Excerpts of bounding box data:
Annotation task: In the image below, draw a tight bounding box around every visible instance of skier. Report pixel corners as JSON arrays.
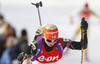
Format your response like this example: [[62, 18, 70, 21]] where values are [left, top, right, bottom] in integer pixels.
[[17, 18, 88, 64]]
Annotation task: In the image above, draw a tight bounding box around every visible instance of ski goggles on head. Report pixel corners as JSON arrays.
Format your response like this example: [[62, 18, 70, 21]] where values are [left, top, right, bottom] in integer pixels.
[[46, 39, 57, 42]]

What needs to be done: Update the entries by changing every "tight" to "close-fitting" while keeping everything else the same, and leave out the pictures when you reproduce them.

Task output:
Annotation task: In the image below, draw a close-fitting bounding box around every visible instance of skier. Report pixel corners as JSON arrays.
Format your response like this example: [[62, 18, 70, 21]] where values are [left, top, right, bottom] in integer pixels.
[[17, 18, 88, 64]]
Annotation task: In the image above, draw a close-fitting bounding box around every visible instance of ski goggles on head. Report pixel corners as JSON arrays.
Format your response like this example: [[62, 18, 70, 21]] where values are [left, top, right, bottom] in integer pixels.
[[46, 39, 57, 42]]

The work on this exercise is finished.